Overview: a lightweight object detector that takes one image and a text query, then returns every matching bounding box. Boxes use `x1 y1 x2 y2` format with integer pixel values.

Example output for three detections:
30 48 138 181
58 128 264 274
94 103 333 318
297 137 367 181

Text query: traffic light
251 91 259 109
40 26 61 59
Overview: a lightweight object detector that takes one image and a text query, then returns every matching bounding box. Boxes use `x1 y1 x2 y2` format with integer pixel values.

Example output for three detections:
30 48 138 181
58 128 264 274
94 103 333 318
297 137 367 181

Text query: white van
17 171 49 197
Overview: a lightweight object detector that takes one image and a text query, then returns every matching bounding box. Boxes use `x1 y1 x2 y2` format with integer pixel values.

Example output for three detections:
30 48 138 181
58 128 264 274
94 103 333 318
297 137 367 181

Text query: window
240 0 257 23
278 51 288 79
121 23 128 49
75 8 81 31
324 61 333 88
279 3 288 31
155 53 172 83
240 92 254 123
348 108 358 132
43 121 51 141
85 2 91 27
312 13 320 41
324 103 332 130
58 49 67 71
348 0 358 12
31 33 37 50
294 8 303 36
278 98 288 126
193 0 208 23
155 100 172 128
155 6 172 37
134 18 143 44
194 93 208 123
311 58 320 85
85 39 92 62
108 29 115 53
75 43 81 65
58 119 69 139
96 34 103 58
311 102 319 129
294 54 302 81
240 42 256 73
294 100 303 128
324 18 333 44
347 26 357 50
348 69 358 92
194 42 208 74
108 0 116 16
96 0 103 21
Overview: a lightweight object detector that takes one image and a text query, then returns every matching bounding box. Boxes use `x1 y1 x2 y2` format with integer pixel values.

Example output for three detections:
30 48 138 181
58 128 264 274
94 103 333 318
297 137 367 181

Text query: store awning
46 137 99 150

++++++++++

* _Work required_: Convert all of the rows above into a single JSON array of strings, with one string for each line and blank lines left out.

* _Response to the task_:
[
  "Overview: a lightweight object detector that takes one image and a text query, then returns every matching bounding box. Boxes use `x1 y1 x2 y2` format with integer pixel values.",
  "Example output for three detections:",
  "30 48 138 181",
  "58 128 264 274",
  "94 103 333 318",
  "297 137 367 181",
  "Text query: traffic light",
  "251 91 259 109",
  "40 26 61 59",
  "Overview: a lightweight object detector that takes one image and a text query, then returns every matching bounding box. Boxes use `x1 y1 x2 y2` format with integer pixel values.",
  "Example output for three detections:",
  "30 48 138 181",
  "58 128 264 274",
  "94 103 333 318",
  "297 137 367 181",
  "Text query: white van",
  "17 171 49 197",
  "Overview: a lightweight object detector that takes one image and a text query, then returns every matching bounding box. Boxes use `x1 y1 x2 y2` format with integer pixel values.",
  "Example output for three detections:",
  "30 48 138 181",
  "58 128 264 274",
  "94 103 333 318",
  "297 137 367 181",
  "Text query: window",
  "240 0 257 23",
  "278 51 288 79",
  "121 23 128 49",
  "75 8 81 31",
  "324 61 333 88",
  "279 3 288 31",
  "155 53 172 83",
  "240 92 254 123",
  "348 108 358 132",
  "43 121 51 141",
  "85 2 91 27",
  "312 13 320 41",
  "324 103 332 130",
  "58 49 67 71",
  "348 0 358 12",
  "31 33 37 50",
  "294 8 303 36",
  "278 98 288 126",
  "193 0 208 23",
  "155 100 172 128",
  "155 6 172 37",
  "134 18 143 44",
  "194 93 208 123",
  "311 58 320 85",
  "85 39 92 62",
  "108 29 115 53",
  "75 43 81 65",
  "58 119 69 139",
  "96 34 103 58",
  "311 102 319 129",
  "294 54 302 81",
  "240 42 256 73",
  "294 100 303 128",
  "324 18 333 44",
  "347 26 357 50",
  "348 69 358 92",
  "194 42 208 74",
  "108 0 116 16",
  "96 0 103 21",
  "Overview: a lightweight object detector that takes one image and a text query, then returns every matching bounding box. Boxes use `x1 y1 x2 y2` format with integer pixel values.",
  "Example output for three detections:",
  "30 48 138 181",
  "58 128 264 274",
  "94 103 333 318",
  "297 137 367 181",
  "Text query: store awning",
  "46 137 99 150"
]